(RECORDED INFORMATION)
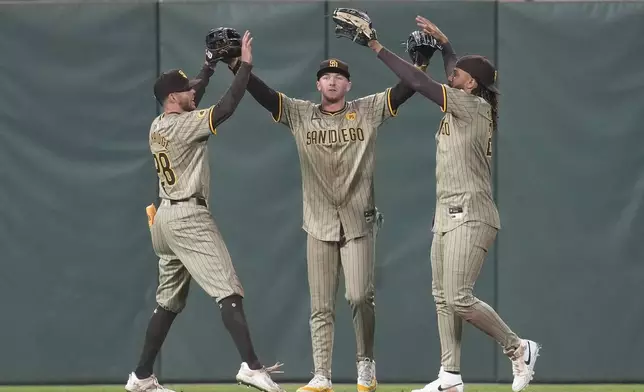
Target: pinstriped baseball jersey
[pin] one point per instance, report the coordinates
(337, 162)
(178, 143)
(463, 162)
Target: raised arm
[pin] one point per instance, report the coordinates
(356, 25)
(421, 48)
(449, 57)
(410, 75)
(204, 78)
(230, 100)
(264, 95)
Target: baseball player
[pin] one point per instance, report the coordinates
(184, 234)
(466, 219)
(336, 141)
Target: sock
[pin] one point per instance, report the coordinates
(232, 313)
(158, 328)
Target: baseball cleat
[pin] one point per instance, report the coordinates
(150, 384)
(367, 376)
(523, 366)
(318, 383)
(446, 382)
(259, 379)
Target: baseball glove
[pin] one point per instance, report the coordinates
(223, 43)
(353, 24)
(421, 47)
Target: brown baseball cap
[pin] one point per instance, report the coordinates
(334, 66)
(481, 69)
(173, 81)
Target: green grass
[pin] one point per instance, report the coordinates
(337, 388)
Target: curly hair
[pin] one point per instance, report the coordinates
(492, 99)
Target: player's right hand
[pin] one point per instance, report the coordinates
(431, 29)
(247, 55)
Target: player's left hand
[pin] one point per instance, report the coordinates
(355, 25)
(222, 43)
(431, 29)
(421, 47)
(151, 212)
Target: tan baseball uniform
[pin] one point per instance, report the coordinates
(336, 153)
(184, 234)
(465, 223)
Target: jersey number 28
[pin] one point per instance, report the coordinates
(162, 163)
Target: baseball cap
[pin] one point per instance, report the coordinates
(334, 65)
(173, 81)
(481, 69)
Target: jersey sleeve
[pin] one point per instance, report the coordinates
(460, 104)
(198, 124)
(377, 107)
(291, 110)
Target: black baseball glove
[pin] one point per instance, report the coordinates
(353, 24)
(222, 44)
(421, 47)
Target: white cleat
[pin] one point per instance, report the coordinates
(367, 376)
(446, 382)
(318, 383)
(150, 384)
(259, 379)
(523, 367)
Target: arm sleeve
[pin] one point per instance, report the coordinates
(414, 77)
(200, 124)
(204, 78)
(378, 107)
(460, 104)
(449, 59)
(229, 102)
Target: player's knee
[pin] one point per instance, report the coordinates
(461, 305)
(175, 307)
(357, 298)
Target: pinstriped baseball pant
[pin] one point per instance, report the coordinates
(189, 245)
(457, 257)
(357, 260)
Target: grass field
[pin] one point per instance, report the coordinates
(338, 388)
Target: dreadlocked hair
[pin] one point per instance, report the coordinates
(492, 99)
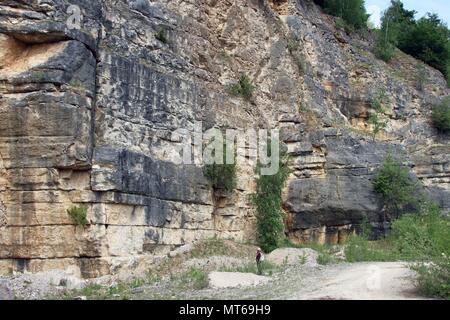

(WHAT TO DO) Rewrite the rows from the line containing "Target: arm sleeve" through the end of the rows, renaming "Target" to "Object" and keeping everything else unchanged. Leave the pictures out of your answer.

(FINISHED TASK)
Object: arm sleeve
[pin] one point per instance, report the coordinates
(414, 77)
(200, 124)
(204, 78)
(378, 107)
(460, 104)
(449, 59)
(229, 102)
Object: player's knee
[pin] one point per instance, report the coordinates
(461, 305)
(175, 307)
(357, 298)
Object: pinstriped baseball pant
[pin] one point per instance, report the coordinates
(189, 245)
(457, 257)
(357, 260)
Object: grass field
[pin] one point per instance, report the coordinates
(338, 388)
Object: dreadlocked hair
[pin] one point per instance, report the coordinates
(492, 99)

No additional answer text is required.